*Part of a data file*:
--------

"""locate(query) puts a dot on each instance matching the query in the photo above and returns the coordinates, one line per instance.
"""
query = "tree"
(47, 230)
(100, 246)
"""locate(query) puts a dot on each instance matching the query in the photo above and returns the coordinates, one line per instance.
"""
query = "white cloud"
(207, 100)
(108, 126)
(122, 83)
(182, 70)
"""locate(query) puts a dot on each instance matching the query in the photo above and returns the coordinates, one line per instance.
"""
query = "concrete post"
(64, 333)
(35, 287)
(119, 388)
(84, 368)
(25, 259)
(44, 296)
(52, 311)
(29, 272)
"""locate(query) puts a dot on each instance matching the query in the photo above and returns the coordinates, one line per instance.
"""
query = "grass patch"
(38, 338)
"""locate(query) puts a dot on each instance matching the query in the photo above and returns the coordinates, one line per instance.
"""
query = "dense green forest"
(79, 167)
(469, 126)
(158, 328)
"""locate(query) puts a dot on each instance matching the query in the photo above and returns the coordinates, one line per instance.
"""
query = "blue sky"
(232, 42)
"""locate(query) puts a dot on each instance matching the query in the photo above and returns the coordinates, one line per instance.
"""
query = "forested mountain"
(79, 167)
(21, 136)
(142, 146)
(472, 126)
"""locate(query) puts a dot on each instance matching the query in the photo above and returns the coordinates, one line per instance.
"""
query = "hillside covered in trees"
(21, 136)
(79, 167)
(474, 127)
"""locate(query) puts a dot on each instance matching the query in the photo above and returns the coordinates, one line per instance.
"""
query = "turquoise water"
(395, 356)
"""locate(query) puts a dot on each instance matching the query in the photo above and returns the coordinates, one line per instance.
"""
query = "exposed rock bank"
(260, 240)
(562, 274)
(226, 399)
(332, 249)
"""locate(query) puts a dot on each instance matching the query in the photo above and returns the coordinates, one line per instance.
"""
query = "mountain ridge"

--------

*What this task involves*: All of the records must be retyped exactly as they are.

*Answer for the task*:
"""locate(query) puts a dot on each instance matching the query in the photo above and returns the coordinates, one line per instance.
"""
query = "tree"
(47, 230)
(100, 246)
"""locate(query) puts a dot on each instance matching the query in the photo above and returns the coordinates, one line per instance.
"""
query = "white cloud"
(207, 100)
(108, 126)
(122, 83)
(182, 70)
"""locate(query) puts a dot on each instance matching the query in the photo above and returns the coordinates, one line per instance.
"""
query = "concrete post"
(64, 333)
(35, 287)
(119, 388)
(84, 368)
(25, 259)
(44, 296)
(52, 311)
(29, 272)
"""locate(query) puts a dot on each instance matching the query in the photo above and returns the coordinates, one line per instance.
"""
query = "grass patch"
(38, 338)
"""locate(query) puts a dot on each instance matching the query in the photo above and returns the coordinates, one line per instance.
"""
query = "dense green forest"
(79, 167)
(469, 126)
(158, 328)
"""locate(query) puts a dot on each instance matching the query in the photo above and returns the coordinates, one line per instance.
"""
query = "blue sky"
(232, 42)
"""locate(query) puts a dot on each instance matching the query in the photo above and returns the coordinates, one line per instance.
"""
query = "forested mountain"
(79, 167)
(21, 136)
(142, 146)
(472, 126)
"""locate(query) puts a dot on each instance matching the query in the photo above and returns the coordinates, one line per instance.
"""
query = "hillside covered in trees"
(21, 136)
(79, 167)
(474, 127)
"""locate(query) puts a dot on each instance matching the query in the photo above and returns the coordinates, one line per instance.
"""
query = "turquoise water"
(395, 356)
"""locate(query) puts a dot on each instance matching the query in the photo above and returns the coordinates, one line per instance.
"""
query = "exposed rock bank"
(260, 240)
(562, 274)
(226, 399)
(332, 249)
"""locate(query) puts a dot on each instance matching the query in the photo above and returns the coordinates, one line per instance.
"""
query = "mountain ridge"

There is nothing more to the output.